__Written problem__
Pull out each line of the listing below that contains the word "teal". Letter case counts.

....

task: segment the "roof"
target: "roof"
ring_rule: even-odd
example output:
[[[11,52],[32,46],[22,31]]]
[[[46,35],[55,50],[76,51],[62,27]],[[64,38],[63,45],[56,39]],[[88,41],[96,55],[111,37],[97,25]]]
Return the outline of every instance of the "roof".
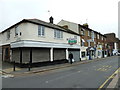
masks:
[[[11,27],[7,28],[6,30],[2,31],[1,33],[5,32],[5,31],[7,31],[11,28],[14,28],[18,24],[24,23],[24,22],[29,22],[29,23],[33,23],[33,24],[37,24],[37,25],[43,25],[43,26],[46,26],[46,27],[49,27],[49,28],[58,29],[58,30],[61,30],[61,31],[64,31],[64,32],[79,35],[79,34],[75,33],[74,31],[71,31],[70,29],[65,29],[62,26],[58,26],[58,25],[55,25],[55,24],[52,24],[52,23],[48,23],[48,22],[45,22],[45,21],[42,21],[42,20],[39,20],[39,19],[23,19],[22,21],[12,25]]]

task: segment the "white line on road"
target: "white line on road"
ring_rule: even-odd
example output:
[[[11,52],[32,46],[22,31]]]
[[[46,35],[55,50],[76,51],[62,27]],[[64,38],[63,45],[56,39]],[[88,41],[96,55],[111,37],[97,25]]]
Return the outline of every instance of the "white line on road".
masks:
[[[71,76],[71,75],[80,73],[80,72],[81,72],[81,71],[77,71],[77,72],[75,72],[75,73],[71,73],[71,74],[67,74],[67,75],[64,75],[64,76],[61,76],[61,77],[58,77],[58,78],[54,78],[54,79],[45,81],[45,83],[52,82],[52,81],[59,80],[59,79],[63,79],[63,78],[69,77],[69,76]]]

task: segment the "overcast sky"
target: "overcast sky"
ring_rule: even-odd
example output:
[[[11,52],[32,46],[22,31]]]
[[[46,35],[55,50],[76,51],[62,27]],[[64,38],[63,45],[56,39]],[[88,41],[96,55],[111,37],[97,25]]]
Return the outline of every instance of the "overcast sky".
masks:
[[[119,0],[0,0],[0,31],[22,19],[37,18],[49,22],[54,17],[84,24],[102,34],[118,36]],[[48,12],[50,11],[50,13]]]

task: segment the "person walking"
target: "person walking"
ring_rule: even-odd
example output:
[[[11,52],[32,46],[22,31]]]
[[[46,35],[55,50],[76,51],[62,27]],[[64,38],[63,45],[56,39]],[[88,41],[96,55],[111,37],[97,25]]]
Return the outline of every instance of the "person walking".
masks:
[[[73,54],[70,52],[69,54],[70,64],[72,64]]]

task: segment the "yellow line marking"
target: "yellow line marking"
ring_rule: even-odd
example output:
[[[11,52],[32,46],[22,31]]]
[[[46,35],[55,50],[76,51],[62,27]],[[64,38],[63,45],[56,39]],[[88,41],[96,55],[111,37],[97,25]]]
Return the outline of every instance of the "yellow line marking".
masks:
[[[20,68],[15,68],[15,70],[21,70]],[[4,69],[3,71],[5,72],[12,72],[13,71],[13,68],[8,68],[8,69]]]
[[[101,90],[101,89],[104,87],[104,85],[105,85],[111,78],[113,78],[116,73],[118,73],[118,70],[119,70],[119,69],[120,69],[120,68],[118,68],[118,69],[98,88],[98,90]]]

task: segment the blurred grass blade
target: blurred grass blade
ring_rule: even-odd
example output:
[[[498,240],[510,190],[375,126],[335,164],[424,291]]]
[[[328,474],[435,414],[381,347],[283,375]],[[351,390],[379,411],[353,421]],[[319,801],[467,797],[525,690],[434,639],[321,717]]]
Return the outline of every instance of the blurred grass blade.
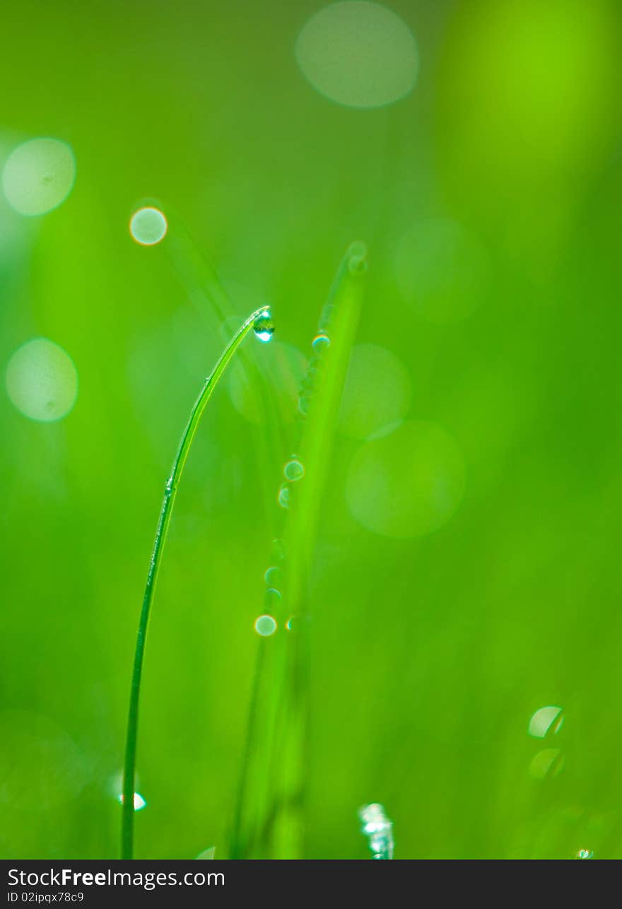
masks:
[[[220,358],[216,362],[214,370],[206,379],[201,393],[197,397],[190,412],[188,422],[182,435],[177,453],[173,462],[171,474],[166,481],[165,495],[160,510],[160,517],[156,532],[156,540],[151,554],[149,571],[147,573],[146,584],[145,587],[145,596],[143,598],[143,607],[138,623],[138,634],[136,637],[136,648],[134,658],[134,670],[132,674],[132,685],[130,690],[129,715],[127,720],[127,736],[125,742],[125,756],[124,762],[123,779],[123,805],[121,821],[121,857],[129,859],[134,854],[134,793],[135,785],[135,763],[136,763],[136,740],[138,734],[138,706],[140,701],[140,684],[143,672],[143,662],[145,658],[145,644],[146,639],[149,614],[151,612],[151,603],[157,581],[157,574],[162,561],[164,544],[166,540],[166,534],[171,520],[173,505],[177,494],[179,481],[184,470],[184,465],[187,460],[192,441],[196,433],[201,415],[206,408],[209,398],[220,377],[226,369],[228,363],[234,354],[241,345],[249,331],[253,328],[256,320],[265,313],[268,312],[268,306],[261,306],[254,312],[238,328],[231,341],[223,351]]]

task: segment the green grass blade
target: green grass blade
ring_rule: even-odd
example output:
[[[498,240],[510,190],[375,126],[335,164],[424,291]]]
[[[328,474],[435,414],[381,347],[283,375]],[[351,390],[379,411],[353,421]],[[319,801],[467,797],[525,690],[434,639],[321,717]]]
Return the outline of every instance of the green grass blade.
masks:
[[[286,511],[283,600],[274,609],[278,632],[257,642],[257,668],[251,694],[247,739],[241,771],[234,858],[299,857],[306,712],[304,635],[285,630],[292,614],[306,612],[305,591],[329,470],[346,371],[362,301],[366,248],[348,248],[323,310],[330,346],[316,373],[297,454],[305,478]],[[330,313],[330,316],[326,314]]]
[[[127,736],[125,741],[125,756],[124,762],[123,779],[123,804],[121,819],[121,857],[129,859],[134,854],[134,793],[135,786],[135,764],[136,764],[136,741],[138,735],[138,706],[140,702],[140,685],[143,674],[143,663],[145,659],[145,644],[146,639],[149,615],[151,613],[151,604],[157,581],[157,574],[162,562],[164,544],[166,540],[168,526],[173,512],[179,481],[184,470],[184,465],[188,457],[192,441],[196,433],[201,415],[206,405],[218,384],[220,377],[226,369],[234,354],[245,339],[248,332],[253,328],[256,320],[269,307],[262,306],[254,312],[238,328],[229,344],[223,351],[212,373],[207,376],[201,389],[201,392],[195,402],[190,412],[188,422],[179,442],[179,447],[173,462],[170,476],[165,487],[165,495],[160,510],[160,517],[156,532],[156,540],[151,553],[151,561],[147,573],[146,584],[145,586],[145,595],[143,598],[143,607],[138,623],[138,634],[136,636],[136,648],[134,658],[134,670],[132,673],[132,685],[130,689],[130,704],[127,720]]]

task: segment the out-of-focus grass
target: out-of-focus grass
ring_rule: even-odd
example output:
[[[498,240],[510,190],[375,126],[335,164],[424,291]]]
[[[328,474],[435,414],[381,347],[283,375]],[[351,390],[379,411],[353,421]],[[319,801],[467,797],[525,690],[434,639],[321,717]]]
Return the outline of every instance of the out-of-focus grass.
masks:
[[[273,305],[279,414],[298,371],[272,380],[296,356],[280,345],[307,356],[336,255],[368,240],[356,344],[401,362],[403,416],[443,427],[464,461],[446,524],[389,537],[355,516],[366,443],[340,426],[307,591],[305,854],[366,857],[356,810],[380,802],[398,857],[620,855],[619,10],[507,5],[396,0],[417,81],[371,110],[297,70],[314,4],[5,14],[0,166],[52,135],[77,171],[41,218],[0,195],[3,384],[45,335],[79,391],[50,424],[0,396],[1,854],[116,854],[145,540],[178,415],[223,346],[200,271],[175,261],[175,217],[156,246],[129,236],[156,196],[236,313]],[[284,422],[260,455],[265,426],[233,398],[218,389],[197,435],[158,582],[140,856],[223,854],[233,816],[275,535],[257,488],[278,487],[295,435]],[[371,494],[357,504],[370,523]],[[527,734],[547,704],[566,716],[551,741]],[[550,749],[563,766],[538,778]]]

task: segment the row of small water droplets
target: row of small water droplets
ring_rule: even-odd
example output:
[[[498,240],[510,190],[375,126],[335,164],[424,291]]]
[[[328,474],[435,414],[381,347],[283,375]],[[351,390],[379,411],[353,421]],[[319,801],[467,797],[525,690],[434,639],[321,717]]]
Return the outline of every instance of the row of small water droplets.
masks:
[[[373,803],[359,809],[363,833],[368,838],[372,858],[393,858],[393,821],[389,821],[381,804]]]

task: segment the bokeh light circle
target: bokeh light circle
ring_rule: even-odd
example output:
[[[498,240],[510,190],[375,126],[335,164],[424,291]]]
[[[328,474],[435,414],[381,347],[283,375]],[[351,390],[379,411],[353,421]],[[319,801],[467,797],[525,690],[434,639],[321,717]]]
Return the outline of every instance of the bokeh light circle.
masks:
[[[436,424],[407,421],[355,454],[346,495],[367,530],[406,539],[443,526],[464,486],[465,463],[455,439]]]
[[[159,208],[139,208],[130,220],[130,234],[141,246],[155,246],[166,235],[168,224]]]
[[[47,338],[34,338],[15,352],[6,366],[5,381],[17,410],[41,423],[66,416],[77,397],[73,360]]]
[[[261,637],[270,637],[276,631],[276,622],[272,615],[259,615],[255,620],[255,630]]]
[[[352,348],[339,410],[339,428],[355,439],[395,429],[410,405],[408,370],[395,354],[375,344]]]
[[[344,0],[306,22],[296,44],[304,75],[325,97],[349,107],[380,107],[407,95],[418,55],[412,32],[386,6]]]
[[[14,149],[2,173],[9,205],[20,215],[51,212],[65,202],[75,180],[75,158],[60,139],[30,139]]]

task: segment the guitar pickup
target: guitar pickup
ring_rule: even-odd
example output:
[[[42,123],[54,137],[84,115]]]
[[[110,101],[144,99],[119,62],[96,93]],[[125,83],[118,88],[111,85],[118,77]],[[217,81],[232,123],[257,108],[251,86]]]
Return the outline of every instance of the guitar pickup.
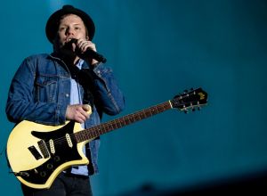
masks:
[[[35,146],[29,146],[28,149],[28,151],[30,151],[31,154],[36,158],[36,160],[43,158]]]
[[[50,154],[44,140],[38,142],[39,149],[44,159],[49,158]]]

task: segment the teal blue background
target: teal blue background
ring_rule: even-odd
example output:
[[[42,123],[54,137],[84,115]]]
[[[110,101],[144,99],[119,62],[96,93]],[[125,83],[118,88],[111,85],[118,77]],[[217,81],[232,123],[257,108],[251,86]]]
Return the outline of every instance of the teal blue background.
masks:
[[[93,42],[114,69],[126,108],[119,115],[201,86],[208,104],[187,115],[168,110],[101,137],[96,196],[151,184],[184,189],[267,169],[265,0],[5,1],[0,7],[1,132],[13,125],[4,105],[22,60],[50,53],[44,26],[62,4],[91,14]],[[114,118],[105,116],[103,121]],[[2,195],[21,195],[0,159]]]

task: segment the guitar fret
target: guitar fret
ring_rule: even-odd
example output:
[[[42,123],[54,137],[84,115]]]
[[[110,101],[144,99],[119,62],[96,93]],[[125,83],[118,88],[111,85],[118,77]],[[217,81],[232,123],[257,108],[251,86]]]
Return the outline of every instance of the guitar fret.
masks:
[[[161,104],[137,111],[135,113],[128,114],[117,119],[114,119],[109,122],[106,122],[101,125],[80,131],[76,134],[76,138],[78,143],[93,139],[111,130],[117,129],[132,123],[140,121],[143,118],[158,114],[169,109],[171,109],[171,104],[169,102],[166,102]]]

....

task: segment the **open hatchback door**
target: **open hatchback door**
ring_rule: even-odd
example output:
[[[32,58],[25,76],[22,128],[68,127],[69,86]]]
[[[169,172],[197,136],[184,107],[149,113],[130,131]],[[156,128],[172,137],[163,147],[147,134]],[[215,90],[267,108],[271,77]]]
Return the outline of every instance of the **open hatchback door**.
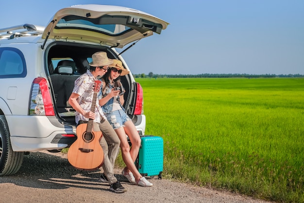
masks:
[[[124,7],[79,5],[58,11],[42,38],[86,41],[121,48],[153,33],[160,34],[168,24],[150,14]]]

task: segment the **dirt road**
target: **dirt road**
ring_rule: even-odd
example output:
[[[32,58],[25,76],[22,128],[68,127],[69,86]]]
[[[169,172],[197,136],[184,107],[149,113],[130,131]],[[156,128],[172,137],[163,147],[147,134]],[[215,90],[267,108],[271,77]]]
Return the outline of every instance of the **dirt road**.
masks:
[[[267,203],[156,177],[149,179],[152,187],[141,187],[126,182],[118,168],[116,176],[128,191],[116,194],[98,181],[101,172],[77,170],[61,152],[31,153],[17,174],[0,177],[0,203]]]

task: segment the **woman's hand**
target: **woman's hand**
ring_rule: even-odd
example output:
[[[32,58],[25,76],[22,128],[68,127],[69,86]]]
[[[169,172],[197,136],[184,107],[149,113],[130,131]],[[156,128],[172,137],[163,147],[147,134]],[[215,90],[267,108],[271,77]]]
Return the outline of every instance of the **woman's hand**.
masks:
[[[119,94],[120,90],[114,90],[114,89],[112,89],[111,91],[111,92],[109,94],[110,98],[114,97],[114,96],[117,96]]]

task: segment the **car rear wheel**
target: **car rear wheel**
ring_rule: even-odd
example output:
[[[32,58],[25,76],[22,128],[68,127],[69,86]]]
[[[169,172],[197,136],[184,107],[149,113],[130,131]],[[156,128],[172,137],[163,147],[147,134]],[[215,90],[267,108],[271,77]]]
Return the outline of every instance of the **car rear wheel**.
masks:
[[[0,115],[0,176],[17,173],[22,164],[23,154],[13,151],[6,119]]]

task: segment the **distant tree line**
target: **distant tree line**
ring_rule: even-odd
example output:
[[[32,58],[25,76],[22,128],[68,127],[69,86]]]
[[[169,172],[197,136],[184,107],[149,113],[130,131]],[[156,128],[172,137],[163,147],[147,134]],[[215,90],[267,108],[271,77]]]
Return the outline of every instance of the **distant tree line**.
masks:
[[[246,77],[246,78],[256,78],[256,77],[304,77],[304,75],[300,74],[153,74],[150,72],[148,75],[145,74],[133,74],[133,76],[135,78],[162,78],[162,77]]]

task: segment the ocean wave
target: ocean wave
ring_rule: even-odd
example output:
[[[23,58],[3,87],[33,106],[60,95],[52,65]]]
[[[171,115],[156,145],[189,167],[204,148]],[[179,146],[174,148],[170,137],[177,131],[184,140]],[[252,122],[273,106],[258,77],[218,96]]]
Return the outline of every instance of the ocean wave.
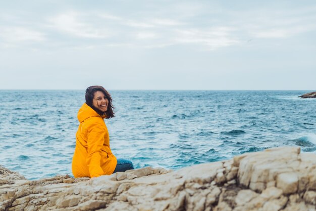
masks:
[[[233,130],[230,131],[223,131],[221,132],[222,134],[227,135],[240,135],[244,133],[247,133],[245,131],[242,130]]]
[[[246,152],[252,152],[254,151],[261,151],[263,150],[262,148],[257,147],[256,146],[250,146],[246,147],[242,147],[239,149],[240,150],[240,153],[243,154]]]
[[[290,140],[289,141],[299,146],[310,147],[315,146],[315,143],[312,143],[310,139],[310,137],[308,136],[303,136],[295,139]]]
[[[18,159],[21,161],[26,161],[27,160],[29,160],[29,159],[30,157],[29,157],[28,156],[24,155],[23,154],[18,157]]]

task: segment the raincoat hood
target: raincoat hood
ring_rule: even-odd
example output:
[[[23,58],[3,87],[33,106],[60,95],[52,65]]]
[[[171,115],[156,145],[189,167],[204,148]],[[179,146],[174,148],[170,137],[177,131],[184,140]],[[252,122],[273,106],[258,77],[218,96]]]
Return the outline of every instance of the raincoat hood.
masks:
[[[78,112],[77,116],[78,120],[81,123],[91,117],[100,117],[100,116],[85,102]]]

....

__In response__
task: segment the teal blue background
target: teal blue background
Return the outline of every instance of the teal blue background.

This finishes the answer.